What you need to do – Can you transcribe every line exactly and leave the pictures behind?

****************

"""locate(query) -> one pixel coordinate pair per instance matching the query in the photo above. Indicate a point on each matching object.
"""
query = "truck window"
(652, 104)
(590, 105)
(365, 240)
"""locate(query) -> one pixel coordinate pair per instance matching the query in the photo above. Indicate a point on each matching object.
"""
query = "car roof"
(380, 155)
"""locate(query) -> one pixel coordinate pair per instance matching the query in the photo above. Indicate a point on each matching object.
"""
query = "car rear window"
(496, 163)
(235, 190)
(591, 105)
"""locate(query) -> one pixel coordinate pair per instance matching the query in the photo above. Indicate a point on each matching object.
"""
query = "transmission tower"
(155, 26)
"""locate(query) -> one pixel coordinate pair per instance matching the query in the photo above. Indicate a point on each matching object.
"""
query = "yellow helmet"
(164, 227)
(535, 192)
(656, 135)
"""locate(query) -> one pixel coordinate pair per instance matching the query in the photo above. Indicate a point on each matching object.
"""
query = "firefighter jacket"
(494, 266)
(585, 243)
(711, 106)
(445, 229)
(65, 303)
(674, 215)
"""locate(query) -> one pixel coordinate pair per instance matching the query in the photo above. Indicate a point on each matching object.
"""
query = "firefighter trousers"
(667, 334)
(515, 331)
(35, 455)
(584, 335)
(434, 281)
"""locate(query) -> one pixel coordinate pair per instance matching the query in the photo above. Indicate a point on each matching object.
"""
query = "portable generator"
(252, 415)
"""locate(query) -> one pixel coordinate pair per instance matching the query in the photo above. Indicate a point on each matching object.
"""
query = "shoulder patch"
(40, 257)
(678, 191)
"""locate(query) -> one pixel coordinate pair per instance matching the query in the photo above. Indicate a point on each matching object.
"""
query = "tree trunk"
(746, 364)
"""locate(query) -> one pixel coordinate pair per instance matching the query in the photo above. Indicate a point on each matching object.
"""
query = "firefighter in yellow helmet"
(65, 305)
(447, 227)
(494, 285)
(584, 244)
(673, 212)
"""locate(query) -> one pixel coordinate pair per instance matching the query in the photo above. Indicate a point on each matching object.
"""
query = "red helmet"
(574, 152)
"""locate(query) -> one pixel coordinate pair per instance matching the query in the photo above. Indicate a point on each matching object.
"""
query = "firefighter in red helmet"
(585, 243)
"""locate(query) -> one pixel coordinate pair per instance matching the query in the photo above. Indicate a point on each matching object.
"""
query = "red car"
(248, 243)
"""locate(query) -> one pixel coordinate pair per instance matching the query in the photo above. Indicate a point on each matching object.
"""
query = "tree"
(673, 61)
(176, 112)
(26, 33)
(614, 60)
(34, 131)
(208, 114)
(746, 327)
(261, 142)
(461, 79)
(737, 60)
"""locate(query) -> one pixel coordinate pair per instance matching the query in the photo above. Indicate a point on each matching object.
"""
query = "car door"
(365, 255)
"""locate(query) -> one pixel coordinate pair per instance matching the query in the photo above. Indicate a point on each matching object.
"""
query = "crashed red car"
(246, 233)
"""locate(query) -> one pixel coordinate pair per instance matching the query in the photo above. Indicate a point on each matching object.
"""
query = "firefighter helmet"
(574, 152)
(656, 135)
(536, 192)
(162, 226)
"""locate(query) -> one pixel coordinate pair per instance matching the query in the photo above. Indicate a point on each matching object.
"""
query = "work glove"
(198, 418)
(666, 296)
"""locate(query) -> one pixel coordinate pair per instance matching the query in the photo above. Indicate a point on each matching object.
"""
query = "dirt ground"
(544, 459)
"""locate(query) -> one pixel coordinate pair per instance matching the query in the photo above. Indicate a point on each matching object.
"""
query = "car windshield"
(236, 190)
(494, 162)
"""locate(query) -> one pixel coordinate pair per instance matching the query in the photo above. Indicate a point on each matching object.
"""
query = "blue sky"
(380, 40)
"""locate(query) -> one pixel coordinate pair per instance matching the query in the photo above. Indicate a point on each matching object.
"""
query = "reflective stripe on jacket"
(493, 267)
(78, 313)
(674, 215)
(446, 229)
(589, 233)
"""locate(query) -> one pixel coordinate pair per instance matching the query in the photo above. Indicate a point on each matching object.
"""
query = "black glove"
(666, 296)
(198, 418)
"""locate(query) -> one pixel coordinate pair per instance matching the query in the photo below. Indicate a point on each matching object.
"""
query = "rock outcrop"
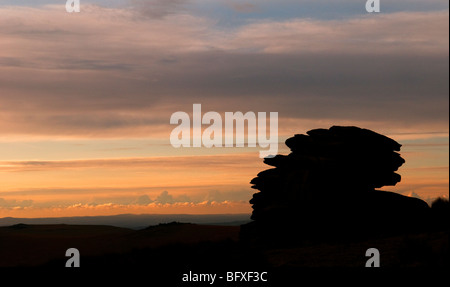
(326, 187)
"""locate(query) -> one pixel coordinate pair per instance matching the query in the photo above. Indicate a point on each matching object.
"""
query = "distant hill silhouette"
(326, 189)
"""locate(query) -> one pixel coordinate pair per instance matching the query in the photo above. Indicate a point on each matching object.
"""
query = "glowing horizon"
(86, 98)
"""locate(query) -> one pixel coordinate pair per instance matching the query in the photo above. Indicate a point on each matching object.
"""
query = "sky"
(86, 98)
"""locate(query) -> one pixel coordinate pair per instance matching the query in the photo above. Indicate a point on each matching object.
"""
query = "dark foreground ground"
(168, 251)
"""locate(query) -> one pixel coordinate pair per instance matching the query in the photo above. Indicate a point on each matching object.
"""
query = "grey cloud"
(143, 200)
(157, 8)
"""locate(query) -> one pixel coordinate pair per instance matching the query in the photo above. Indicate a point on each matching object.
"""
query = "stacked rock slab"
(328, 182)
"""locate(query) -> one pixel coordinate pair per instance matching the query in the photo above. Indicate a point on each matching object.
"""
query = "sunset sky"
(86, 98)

****************

Response to this task –
"""locate(query) -> one pixel coordinate pair per instance matching the query in the photo above. Indicate a point on each matching object.
"""
query = "truck window"
(652, 104)
(590, 105)
(365, 240)
"""locate(query) -> one pixel coordinate pair per instance matching the query in the photo above. Indicate a point on each matching object.
"""
query = "car roof"
(380, 155)
"""locate(query) -> one pixel coordinate pair per instance matching the query in the photo above. Indicate a point on each matching object.
"""
query = "car rear window"
(496, 163)
(235, 190)
(591, 105)
"""locate(query) -> one pixel coordinate pair per instance matching the query in the photo above. Indicate a point on each matching object.
"""
query = "transmission tower"
(155, 26)
"""locate(query) -> one pixel coordinate pair per instance matching the query in the photo above. Indicate a point on each matching object.
"""
query = "yellow helmet"
(164, 227)
(535, 192)
(656, 135)
"""locate(query) -> one pixel coordinate pair per instance matching the query in the photo above. Indicate a point on each matching object.
"""
query = "firefighter jacket"
(494, 266)
(585, 243)
(711, 106)
(445, 229)
(65, 303)
(674, 215)
"""locate(query) -> one pixel coordinate pair per instance matching the query in the photo above. Indicate a point on each matching object.
"""
query = "firefighter trousers"
(667, 334)
(515, 331)
(35, 455)
(584, 335)
(434, 281)
"""locate(query) -> one pixel coordinate pair per instance matching the query in the photo above. Indicate a point on each matching object.
"""
query = "portable generator"
(252, 415)
"""locate(query) -> one pixel coordinate pair per instance matching the query in the photo above. Indicate a point on each matching object.
"""
query = "shoulder patch"
(40, 257)
(678, 191)
"""locate(query) -> one pixel coordinate pair per instance matching the query in the photo above. Indicate a point on each matching object.
"""
query = "tree trunk"
(746, 364)
"""locate(query) -> one pixel coordinate pair per instance matching the query in the photo above. Indicate a point on each matching object.
"""
query = "firefighter in yellow helmet"
(65, 305)
(447, 227)
(494, 285)
(584, 244)
(673, 212)
"""locate(query) -> one pixel coordinate pair per instance matching the query in the photo above. Indicate a point on each matching object.
"""
query = "red helmet"
(574, 152)
"""locate(query) -> one pixel coordinate pair per instance matching the query in the photo above. Indicate a point on each matching object.
"""
query = "firefighter in red helmet"
(585, 243)
"""locate(query) -> one pixel coordinate pair per instance matching the query in the photo above. Indicate a point on each matching object.
"""
query = "red car"
(248, 243)
"""locate(query) -> one pixel coordinate pair per instance matching the query in the photo above. Indicate a point on each matching object.
"""
query = "tree"
(673, 61)
(176, 112)
(26, 33)
(614, 60)
(34, 131)
(208, 114)
(746, 327)
(261, 142)
(461, 79)
(737, 60)
"""locate(query) -> one pixel coordinate pair per instance matching the query in the photo above. Indicate a point on each matching object.
"""
query = "car door"
(365, 255)
"""locate(query) -> one pixel coordinate pair per instance matching the query in the photo above. Indicate a point on each matching object.
"""
query = "crashed red car"
(246, 233)
"""locate(query) -> one pixel coordinate pair per instance matching the query in the photo above. Indicate a point on each matching object.
"""
query = "firefighter helmet"
(574, 152)
(656, 135)
(536, 192)
(162, 226)
"""locate(query) -> one pixel coordinate pair per instance matching the query in the photo above. Indicate a point on each matching object.
"""
query = "work glove"
(198, 418)
(666, 296)
"""locate(query) -> one pixel coordinate pair per instance matching the query in the photo above. Indicate a point on each matching object.
"""
query = "dirt ground"
(544, 459)
"""locate(query) -> one pixel coordinate pair per instance matching the query in the photo above. Indicate a point on each matching object.
"""
query = "car windshield"
(236, 190)
(494, 162)
"""locate(query) -> one pixel coordinate pair per instance matching the query in the photo above. Indicate a point on each matching object.
"""
query = "blue sky"
(380, 40)
"""locate(query) -> one pixel coordinate pair per instance matching the query in the photo above. Indicate a point on each matching object.
"""
query = "reflective stripe on jacket"
(493, 267)
(78, 313)
(674, 215)
(446, 229)
(589, 233)
"""locate(query) -> one pixel coordinate pair per instance matching the query in the photo above. Indicate a point on each matching object.
"""
query = "black glove"
(666, 296)
(198, 418)
"""locate(query) -> one pixel coordinate pair per instance matching the query in the photo below. Indicate a point on each matching object.
"""
query = "rock outcrop"
(326, 187)
"""locate(query) -> one pixel coordinate pair per instance matching the query in the photo above. Indicate a point on each matching object.
"""
query = "distant hill silhouette"
(326, 189)
"""locate(query) -> one pixel coordinate pair per instance matching the query in the photo above. Indicate a point on each matching object.
"""
query = "glowing horizon"
(86, 98)
"""locate(query) -> one pixel coordinate pair per instance matching the query in the photo above. Indicate a point on each matching object.
"""
query = "sky"
(86, 98)
"""locate(query) -> one pixel coordinate pair per instance matching the query in the photo above. Indicate a point on each matching object.
"""
query = "dark foreground ground"
(168, 251)
"""locate(query) -> one pixel coordinate pair per instance matching the query in the photo above. Indicate a point on each matching object.
"""
query = "grey cloud"
(143, 200)
(157, 8)
"""locate(query) -> one pixel coordinate pair per instance matching the query in the photo above. Indicate a point on each matching object.
"""
query = "stacked rock slab"
(328, 182)
"""locate(query) -> one pixel coordinate pair per instance matching the query in the photo above. Indicate a point on each matching object.
"""
query = "sunset sky"
(86, 98)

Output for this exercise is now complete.